• _Exercise objective_: Copy word for word the lines from the start of the records through the line that contains "<point>224,149</point>", including that line.

— Begin Records for processing —

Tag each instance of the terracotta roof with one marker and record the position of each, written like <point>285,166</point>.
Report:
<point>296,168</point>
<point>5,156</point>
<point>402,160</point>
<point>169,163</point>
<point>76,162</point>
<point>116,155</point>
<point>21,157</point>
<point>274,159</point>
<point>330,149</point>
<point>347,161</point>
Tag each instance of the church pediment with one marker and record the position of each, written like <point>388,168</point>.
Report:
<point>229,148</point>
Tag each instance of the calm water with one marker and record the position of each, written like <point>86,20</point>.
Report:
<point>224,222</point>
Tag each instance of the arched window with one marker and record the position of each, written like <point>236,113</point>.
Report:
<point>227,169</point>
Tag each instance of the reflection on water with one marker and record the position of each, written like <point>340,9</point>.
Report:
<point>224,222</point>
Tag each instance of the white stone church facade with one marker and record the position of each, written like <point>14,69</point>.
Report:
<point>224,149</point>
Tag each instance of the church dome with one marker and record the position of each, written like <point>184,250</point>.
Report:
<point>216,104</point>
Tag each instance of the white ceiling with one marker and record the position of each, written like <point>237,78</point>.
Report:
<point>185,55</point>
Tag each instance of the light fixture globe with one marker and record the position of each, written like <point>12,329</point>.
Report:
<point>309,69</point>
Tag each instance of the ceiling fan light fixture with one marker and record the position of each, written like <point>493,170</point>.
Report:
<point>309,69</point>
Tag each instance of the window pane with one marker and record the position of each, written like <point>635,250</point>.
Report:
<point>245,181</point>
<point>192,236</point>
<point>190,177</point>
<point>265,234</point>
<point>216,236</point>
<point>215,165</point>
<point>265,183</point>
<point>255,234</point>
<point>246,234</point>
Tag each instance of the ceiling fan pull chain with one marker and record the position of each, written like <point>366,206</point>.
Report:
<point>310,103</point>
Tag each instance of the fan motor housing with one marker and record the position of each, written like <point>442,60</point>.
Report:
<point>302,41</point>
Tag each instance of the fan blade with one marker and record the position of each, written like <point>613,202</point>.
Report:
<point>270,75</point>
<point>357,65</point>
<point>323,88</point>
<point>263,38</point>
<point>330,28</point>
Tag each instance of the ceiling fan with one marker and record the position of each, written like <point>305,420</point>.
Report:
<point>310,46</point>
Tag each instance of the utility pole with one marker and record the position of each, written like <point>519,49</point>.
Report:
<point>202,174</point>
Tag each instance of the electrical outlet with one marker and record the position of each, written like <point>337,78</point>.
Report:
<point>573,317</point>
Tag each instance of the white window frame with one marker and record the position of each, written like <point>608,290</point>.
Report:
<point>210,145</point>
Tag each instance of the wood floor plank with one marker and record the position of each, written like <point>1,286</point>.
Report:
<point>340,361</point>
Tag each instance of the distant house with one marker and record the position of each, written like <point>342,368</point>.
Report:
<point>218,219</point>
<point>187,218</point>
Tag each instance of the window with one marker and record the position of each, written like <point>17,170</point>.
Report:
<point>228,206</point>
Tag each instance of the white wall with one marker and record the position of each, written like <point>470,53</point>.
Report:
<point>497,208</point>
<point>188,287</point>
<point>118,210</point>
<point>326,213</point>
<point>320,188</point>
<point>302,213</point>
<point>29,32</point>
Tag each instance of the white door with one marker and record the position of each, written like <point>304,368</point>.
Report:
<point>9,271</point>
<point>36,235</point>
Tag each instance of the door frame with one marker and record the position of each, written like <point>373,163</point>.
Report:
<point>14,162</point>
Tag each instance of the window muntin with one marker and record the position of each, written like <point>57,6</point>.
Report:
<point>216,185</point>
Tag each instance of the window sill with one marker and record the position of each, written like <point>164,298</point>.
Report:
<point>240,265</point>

— End Records for processing —

• _Correct result_:
Tag each instance of the terracotta roof with one marker and record the position of each, written like <point>285,166</point>.
Report:
<point>296,168</point>
<point>5,156</point>
<point>402,160</point>
<point>169,163</point>
<point>76,162</point>
<point>116,155</point>
<point>21,157</point>
<point>274,159</point>
<point>330,149</point>
<point>347,161</point>
Tag each instance of the church pediment with one marker and record the position of each, written like <point>388,168</point>.
Report:
<point>229,148</point>
Tag each instance of the calm water with one marker and record the position of each, written like <point>86,20</point>.
Report:
<point>224,222</point>
Tag each instance of the arched window with one marker and record the position of each, written like <point>236,113</point>.
Report:
<point>227,169</point>
Tag each instance of the reflection on water with one marker and record the position of each, written like <point>340,9</point>.
Report:
<point>224,222</point>
Tag each instance of the white stone church facade with one marker and record the position of each, written like <point>14,69</point>.
Report:
<point>224,149</point>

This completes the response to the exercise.